### Given task
Arrange the entries as a numbered list, starting with their first line and going on through the line with "[510,782,561,833]". Leave out any blank lines.
=== Records for this exercise ===
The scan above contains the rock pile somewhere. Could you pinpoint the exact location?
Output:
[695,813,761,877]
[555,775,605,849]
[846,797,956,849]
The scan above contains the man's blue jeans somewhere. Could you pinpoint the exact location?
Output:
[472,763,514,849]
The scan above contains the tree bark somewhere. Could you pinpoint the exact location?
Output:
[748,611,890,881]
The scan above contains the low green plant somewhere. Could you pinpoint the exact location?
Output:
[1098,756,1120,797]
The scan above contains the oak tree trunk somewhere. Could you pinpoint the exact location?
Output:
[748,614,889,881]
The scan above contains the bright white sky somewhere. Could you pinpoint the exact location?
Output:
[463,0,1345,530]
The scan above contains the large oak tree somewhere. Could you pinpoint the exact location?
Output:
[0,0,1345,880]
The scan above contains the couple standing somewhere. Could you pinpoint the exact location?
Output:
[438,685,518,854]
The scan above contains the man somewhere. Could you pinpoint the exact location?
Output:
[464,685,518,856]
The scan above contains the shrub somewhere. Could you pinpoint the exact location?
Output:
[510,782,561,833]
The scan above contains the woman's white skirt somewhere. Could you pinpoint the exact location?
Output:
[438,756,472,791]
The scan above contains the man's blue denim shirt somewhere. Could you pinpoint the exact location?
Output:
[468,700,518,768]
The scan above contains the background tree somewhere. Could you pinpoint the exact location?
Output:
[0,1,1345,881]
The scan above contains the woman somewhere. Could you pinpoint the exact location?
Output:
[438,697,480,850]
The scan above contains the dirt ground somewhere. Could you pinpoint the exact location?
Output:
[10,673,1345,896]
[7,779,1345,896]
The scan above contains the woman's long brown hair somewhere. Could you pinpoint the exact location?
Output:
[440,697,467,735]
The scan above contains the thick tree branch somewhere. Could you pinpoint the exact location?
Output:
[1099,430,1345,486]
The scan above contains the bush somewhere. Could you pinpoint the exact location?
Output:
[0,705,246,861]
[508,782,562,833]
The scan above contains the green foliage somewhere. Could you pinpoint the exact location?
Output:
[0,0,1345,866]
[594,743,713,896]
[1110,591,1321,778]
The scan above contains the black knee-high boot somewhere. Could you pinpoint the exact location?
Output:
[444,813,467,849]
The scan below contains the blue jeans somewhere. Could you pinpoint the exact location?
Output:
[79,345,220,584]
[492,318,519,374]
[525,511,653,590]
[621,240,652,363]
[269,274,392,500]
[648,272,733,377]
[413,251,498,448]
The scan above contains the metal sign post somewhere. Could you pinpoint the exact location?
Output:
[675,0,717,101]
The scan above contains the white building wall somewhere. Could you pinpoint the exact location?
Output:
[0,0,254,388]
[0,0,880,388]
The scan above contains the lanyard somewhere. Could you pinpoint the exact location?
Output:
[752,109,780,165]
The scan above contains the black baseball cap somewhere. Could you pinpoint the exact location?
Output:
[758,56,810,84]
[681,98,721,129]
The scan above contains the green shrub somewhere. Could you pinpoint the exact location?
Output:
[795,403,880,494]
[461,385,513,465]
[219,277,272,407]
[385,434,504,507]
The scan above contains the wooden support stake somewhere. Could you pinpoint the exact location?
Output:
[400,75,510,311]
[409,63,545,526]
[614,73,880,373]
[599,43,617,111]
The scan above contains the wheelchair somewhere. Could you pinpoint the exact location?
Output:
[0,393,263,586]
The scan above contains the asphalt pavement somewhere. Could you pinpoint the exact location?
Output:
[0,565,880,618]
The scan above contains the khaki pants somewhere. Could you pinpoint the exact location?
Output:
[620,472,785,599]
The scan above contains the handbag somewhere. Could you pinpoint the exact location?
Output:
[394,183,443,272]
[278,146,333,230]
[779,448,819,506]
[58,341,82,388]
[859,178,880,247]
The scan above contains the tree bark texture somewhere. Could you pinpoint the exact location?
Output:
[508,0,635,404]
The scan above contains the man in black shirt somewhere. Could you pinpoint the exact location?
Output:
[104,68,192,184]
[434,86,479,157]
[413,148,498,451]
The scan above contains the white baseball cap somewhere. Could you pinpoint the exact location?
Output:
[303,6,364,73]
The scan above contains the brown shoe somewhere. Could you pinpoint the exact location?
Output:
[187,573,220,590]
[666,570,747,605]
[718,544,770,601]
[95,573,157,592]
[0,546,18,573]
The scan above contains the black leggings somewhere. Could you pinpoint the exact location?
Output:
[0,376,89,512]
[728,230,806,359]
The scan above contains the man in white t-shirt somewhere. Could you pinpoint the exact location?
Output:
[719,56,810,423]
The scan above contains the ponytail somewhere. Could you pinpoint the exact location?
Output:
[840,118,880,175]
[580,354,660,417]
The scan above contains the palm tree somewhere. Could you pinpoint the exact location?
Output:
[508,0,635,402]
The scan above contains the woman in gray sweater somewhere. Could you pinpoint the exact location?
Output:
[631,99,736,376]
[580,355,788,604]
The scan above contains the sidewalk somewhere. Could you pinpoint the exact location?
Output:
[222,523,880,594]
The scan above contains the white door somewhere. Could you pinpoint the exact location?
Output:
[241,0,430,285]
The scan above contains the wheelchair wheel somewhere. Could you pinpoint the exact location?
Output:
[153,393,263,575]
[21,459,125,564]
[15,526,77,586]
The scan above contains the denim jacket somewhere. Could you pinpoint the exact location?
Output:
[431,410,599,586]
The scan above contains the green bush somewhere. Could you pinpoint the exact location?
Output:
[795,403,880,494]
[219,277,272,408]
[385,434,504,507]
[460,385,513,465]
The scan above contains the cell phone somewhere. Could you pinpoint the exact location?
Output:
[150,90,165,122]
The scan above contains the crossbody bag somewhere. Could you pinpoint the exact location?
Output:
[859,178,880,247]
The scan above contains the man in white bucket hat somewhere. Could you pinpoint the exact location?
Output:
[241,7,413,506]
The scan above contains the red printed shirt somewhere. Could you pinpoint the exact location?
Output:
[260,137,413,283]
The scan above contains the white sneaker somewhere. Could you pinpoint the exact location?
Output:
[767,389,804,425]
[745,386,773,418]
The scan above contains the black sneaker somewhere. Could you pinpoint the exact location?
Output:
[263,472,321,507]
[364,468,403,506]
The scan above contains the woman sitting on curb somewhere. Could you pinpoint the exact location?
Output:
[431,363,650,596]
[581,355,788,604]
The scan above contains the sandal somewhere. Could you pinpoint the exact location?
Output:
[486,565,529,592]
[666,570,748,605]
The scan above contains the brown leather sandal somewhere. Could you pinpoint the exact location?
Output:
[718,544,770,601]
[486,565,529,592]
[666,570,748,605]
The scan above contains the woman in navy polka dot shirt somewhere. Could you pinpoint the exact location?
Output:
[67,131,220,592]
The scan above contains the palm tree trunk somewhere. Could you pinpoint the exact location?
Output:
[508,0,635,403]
===
### Finished task
1. The scan above contains the rock pile somewhere. Could you pinpoint the exact location?
2. Output:
3. [695,813,761,877]
4. [555,775,605,849]
5. [846,797,956,849]
6. The scan above contains the man's blue jeans somewhere. Could you pinpoint the exact location?
7. Output:
8. [472,763,514,849]
9. The scan above contains the tree bark somewhere. Could you pinpoint the exact location?
10. Output:
11. [748,611,890,881]
12. The scan above contains the low green plant somewhere. Could you pinpoint the exact location?
13. Output:
14. [1098,756,1120,797]
15. The scan above contains the oak tree trunk somewhere. Could you pinpoint the exact location?
16. Output:
17. [748,614,889,881]
18. The scan above contains the bright white sky somewhere. Could you pinpoint the exact location?
19. Output:
20. [463,0,1345,530]
21. The scan above contains the large oak tree somewhere. Could you pinpoint the exact location?
22. Output:
23. [0,0,1345,880]
24. The scan above contains the couple standing somewhere. Could you pinpoint the exact location?
25. Output:
26. [438,685,518,854]
27. The scan above contains the man somewhere. Could you pinpoint the exact location?
28. Output:
29. [464,685,518,856]
30. The scan above contains the shrub somewhere. Could you pinpoint the exact location?
31. Output:
32. [510,782,561,833]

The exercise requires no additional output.